DIRECTIONS FOR THIS TASK:
Of the records that follow, copy only the lines from the line containing "Target: dark green tree" to the line containing "Target: flowering meadow", both included, exactly as written.

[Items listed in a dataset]
################

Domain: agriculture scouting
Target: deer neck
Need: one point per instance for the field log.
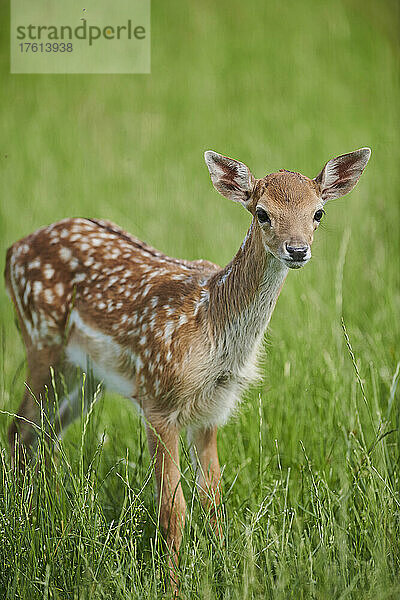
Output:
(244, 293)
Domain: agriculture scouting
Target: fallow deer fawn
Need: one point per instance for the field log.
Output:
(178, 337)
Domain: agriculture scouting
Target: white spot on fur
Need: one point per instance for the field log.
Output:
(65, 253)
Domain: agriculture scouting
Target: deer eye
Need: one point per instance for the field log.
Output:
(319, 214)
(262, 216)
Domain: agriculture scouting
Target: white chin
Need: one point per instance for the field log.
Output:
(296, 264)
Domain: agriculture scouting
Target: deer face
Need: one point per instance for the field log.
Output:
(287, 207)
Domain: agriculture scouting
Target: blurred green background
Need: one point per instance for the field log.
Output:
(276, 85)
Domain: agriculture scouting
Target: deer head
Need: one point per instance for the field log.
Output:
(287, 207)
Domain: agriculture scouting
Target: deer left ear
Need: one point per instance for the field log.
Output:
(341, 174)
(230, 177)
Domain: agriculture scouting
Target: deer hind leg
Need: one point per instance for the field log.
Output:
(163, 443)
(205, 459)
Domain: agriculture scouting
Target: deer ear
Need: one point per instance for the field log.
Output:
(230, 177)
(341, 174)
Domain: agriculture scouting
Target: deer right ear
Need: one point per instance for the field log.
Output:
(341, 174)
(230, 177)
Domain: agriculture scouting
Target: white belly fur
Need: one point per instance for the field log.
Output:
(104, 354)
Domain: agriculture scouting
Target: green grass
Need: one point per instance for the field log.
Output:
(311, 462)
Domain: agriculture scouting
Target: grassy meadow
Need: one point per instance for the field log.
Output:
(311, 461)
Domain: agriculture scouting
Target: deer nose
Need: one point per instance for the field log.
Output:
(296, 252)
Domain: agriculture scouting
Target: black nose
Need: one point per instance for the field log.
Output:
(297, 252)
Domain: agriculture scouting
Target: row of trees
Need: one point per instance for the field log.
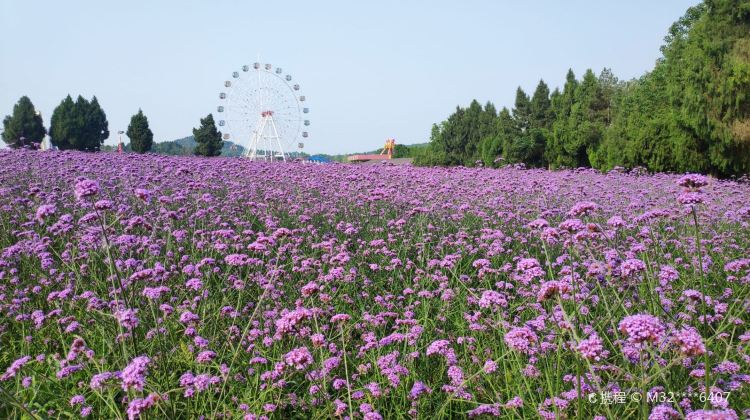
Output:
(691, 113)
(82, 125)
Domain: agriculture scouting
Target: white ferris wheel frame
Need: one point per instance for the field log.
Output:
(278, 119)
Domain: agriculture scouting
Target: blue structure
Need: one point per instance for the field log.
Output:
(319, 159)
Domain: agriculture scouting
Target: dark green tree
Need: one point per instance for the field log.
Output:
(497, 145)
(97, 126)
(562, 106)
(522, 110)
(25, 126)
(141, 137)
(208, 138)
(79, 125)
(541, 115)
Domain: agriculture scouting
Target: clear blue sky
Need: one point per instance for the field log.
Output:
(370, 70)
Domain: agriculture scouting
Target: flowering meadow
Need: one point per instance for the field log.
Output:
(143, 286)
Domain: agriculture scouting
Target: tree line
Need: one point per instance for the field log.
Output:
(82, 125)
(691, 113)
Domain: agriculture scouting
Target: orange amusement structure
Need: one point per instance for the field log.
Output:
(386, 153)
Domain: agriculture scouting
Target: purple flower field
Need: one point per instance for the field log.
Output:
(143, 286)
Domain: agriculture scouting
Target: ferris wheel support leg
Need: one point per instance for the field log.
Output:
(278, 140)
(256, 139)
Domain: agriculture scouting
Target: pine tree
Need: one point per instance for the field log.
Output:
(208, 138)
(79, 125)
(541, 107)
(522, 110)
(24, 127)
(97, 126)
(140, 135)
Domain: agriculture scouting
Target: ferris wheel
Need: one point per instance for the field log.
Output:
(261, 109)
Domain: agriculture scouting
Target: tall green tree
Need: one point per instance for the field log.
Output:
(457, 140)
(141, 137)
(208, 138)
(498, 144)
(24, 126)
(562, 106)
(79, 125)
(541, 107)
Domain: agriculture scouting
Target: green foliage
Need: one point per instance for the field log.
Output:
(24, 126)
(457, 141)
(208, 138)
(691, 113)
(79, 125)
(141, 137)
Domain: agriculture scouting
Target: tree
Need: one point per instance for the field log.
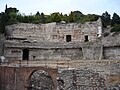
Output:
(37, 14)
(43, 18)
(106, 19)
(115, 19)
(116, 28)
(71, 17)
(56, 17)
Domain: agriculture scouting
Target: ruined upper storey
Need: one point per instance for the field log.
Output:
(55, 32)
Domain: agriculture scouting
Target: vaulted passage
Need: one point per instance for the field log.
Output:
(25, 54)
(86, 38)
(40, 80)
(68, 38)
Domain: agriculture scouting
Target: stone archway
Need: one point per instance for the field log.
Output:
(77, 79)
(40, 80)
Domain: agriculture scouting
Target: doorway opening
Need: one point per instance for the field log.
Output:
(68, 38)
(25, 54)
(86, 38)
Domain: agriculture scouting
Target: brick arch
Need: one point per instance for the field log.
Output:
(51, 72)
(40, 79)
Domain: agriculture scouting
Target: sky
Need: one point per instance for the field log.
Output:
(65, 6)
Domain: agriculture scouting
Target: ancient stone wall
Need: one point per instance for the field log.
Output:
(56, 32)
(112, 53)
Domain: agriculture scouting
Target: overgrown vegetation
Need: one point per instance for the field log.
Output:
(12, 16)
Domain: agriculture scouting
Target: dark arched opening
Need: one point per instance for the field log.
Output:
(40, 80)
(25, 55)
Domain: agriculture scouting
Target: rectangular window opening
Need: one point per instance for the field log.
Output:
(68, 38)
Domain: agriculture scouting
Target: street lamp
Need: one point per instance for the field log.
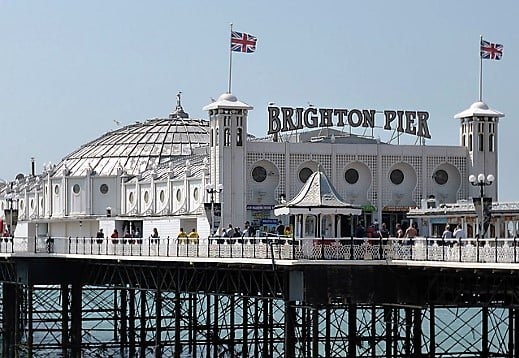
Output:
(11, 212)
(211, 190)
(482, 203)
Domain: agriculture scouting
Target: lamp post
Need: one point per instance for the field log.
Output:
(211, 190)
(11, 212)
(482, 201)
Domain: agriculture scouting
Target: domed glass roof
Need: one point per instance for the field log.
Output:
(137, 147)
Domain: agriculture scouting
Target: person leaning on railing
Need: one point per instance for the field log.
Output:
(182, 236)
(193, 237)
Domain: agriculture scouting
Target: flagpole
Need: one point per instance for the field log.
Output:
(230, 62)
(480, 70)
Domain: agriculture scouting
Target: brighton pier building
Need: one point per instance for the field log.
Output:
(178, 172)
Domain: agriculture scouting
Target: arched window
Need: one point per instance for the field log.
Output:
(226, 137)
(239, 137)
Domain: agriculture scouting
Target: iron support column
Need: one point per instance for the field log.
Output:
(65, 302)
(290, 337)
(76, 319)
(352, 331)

################

EXERCISE RESULT:
Target: dark green tree
Need: one point per instance for the field log.
Output:
(497, 145)
(97, 126)
(562, 106)
(522, 110)
(25, 126)
(141, 137)
(208, 138)
(79, 125)
(541, 115)
Domain: agriculture scouting
Target: clear blue sky
Need: one point per instance for the field log.
Output:
(370, 70)
Domain: agriculture scouting
Target: flowering meadow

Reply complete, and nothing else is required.